De esa lista de distritos, por razones que tienen (y no) que ver con su cercanía al mar, me interesa mucho más uno de ellos: Miraflores.
«¿Por qué?» me pregunté mientras caminaba por sus calles silenciosas, la mañana del último domingo del año 2022. Caminando, me asomé a la ventana de un restaurante de la calle Porta. La vieja casona se recuperaba solitaria de la jarana del sábado. Las mesas y las sillas en las sombras. Un escobillón inclinado sobre una pared descascarada. «Si tú nunca has vivido ahí», me dije.
*
Quizá, especulo, porque ir desde la casa (en La Molina) hasta la costa limeña era un viaje. Yo iba sentado con mi hermano en el asiento trasero de un escarabajo blanco. Mi madre manejaba. Los tres nos tendíamos sobre las toallas en la arena de la Costa Verde y escuchábamos que anunciaban, por los parlantes de la playa, «La hora Inca Kola»:
Venga, venga, venga el saboor de Inca Koola, que da la hora en todo el Perúu, la hora Inca Kooola
*
Tal vez porque ese distrito (que alguna vez se llamó balneario) es diferente.
Esa diferencia, durante mi niñez, era un dato preciso: Miraflores tenía edificios. La Lima de aquel entonces era bastante enana. El único edificio que yo conocía por dentro estaba ahí, sobre la Bajada Balta. Era el departamento de César Guerrero, amigo de mi padre.

▶ [Líneas dadas]
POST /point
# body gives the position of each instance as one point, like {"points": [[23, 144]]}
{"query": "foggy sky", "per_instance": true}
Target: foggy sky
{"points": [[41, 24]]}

▶ [Tu tarea] Copia de nuevo la parte del fragmento que va de "Esa diferencia, durante" a "de mi padre.", pero cambia "enana" por "pequeña".

▶ [Resultado]
Esa diferencia, durante mi niñez, era un dato preciso: Miraflores tenía edificios. La Lima de aquel entonces era bastante pequeña. El único edificio que yo conocía por dentro estaba ahí, sobre la Bajada Balta. Era el departamento de César Guerrero, amigo de mi padre.